● **Stated goal**:
Rewrite the records from the line with "Inline example — detecting man sitting" to the line with "189;377;255;489", putting "Gather" in place of "Collect" and keeping everything else the same.

•••••

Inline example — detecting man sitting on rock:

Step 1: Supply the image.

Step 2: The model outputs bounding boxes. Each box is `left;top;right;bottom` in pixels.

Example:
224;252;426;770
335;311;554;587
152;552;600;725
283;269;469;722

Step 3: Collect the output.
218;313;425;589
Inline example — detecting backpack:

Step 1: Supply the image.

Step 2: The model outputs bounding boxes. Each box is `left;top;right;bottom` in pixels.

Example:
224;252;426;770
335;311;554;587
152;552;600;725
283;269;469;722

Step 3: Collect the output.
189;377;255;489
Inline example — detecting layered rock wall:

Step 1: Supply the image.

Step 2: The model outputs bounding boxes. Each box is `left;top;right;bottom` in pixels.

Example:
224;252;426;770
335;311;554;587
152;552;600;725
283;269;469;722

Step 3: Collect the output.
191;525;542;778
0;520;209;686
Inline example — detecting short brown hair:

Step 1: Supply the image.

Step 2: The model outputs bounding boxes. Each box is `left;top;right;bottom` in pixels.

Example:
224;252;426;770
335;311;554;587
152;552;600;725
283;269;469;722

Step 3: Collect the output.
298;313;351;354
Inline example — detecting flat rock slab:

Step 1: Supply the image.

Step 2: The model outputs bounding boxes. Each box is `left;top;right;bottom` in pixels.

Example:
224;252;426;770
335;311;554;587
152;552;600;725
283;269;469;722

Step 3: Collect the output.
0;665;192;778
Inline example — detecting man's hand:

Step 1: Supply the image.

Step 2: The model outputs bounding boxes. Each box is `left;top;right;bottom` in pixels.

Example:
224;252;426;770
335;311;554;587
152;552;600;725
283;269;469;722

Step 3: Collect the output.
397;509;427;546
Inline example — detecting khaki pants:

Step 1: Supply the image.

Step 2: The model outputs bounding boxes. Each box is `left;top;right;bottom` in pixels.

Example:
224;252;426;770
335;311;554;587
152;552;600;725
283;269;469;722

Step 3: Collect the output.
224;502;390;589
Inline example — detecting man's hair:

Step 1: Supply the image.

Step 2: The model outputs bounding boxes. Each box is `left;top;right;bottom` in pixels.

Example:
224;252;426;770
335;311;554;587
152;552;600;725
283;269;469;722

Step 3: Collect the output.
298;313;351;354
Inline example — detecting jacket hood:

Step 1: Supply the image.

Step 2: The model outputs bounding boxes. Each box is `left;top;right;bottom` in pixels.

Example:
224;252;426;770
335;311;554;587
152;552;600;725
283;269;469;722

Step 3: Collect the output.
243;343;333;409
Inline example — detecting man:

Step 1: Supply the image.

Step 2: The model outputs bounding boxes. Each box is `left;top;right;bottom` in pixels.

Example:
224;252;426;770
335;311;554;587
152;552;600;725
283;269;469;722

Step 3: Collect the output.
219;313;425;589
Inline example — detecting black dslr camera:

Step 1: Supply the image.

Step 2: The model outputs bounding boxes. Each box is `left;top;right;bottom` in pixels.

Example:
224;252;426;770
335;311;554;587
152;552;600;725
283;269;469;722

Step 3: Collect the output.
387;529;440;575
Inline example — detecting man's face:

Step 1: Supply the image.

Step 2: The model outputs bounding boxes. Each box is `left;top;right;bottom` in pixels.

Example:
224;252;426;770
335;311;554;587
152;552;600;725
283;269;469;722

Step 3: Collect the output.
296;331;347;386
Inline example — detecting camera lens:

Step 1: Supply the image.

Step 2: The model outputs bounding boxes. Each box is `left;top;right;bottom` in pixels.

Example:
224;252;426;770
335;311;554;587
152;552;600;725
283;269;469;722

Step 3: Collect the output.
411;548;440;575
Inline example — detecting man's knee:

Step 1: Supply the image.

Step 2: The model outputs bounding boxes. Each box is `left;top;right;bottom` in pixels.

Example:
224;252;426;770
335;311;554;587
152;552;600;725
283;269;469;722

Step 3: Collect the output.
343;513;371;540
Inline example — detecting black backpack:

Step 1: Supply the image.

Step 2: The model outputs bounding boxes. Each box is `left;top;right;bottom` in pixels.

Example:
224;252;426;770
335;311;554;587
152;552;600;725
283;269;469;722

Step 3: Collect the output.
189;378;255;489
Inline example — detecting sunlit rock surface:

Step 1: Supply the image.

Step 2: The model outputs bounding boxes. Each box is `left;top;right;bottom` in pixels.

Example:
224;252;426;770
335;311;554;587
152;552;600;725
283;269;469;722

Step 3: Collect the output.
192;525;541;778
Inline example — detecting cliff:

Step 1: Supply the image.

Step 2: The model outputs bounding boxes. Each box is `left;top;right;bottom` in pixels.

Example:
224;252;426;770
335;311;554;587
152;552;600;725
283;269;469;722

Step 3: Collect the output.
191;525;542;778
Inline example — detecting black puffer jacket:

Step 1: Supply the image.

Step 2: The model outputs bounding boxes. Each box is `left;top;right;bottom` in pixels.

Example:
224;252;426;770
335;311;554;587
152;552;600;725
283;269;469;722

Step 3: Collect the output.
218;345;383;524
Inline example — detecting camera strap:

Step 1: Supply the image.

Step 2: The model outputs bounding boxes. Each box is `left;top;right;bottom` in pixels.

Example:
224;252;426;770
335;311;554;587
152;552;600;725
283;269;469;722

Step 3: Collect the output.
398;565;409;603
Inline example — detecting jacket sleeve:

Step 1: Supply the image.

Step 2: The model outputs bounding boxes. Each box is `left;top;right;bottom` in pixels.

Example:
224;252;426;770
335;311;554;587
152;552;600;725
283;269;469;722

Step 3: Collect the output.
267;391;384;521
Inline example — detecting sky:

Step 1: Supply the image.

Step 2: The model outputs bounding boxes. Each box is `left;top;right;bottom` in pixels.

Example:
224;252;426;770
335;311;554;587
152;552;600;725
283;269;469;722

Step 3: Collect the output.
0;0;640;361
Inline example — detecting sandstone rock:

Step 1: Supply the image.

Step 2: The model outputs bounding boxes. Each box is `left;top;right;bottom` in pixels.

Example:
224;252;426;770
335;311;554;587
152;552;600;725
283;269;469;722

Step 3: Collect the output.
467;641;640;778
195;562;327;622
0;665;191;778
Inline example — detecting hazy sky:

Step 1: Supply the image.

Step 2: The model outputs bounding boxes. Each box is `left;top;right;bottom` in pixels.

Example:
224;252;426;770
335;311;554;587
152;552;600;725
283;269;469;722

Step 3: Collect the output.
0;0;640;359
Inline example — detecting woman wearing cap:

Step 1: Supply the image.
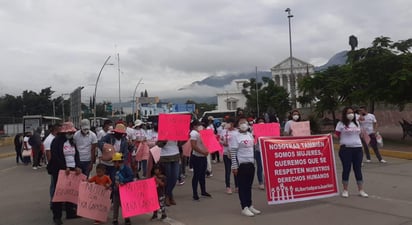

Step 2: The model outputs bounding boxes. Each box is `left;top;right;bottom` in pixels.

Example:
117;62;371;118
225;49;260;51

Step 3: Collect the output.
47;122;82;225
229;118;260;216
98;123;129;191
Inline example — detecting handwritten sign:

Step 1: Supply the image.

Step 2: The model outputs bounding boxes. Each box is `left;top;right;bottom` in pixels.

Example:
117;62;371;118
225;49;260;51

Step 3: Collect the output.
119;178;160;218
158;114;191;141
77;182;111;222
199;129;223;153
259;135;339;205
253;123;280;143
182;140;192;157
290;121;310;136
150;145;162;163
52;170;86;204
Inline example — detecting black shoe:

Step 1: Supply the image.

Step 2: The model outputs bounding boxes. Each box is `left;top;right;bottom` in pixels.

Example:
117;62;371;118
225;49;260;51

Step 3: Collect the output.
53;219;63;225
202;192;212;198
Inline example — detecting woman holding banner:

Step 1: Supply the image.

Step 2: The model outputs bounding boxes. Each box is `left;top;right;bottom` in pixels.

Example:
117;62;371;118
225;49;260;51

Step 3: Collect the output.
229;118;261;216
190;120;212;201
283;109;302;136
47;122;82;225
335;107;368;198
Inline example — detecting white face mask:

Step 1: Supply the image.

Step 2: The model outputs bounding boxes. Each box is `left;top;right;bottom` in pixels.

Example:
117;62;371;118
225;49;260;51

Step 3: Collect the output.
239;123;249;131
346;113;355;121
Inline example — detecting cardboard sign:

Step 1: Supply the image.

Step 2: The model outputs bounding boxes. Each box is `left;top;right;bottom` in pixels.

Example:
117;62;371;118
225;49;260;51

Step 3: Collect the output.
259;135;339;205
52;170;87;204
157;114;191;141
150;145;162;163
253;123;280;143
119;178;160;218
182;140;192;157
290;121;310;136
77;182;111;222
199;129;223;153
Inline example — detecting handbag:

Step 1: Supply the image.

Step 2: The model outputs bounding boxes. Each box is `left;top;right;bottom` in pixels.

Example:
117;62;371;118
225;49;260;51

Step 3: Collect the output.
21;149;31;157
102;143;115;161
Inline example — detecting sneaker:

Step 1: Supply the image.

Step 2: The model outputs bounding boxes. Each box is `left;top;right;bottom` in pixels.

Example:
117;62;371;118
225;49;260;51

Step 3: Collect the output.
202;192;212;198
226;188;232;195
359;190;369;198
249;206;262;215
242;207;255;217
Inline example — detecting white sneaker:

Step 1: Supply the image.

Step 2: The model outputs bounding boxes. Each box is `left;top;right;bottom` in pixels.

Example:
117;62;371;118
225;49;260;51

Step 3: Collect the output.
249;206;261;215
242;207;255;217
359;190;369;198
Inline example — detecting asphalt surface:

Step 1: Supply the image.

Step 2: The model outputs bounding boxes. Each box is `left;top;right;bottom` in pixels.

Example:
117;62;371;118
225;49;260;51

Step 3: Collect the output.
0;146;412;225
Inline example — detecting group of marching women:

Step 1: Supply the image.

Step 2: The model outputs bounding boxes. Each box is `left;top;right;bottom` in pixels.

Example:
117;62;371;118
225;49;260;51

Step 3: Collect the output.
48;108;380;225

•••••

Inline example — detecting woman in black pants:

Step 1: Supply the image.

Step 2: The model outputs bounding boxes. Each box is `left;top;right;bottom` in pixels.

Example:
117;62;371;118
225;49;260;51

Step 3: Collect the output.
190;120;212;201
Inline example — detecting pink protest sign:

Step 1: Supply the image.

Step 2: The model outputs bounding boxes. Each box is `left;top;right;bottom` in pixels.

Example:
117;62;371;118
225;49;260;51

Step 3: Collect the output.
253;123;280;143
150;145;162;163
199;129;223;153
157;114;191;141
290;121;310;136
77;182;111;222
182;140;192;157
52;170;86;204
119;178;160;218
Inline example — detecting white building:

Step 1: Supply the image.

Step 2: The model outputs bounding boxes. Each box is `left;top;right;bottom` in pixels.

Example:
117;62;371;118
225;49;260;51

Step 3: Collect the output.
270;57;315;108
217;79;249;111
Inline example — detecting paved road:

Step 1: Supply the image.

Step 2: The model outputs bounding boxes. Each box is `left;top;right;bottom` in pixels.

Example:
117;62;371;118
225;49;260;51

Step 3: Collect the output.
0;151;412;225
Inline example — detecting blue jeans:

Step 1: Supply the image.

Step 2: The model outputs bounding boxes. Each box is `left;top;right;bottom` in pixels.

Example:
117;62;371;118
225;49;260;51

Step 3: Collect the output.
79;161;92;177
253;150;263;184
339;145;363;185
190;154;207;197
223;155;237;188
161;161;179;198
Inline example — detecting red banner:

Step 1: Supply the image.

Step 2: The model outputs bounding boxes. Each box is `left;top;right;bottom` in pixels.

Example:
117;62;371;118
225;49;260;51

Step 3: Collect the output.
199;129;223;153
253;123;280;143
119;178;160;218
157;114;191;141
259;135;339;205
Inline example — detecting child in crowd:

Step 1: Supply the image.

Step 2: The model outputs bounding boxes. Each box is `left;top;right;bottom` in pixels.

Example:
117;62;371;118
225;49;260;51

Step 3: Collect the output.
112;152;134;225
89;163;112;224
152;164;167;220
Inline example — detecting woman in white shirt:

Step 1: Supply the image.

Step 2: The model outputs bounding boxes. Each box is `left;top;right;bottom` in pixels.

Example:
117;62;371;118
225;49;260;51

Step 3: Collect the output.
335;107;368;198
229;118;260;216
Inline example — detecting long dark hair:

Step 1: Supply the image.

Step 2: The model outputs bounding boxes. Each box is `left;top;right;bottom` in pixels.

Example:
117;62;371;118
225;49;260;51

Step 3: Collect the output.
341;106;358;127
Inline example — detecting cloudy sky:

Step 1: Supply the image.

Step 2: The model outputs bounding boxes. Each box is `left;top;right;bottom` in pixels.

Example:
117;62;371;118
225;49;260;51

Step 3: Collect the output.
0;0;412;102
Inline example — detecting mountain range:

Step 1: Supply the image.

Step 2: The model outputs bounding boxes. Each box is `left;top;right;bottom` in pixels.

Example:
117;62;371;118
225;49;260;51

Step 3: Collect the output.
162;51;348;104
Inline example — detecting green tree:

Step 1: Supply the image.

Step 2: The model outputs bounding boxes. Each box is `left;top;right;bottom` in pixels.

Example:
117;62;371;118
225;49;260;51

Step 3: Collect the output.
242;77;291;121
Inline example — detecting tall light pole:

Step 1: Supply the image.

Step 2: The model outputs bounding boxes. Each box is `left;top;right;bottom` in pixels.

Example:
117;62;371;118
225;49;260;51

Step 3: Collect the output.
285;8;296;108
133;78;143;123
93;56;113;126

•••••

● **Exercise result**:
Inline example — detecting man sitting on rock:

Step 1: Supply the image.

Step 2: The model outputs bounding boxes. Each box is `left;top;right;bottom` in pixels.

Example:
224;252;426;770
335;311;554;587
152;552;600;725
283;269;469;722

Step 3: Gather the output.
218;313;425;589
Inline example — detecting backpack:

Step 1: Supply the image.

Step 2: The model outputs bounding boxes. Each box is `left;top;right;bottom` in pixels.

Example:
224;252;426;770
335;311;554;587
152;552;600;725
283;269;469;722

Step 3: Gather the output.
189;377;255;489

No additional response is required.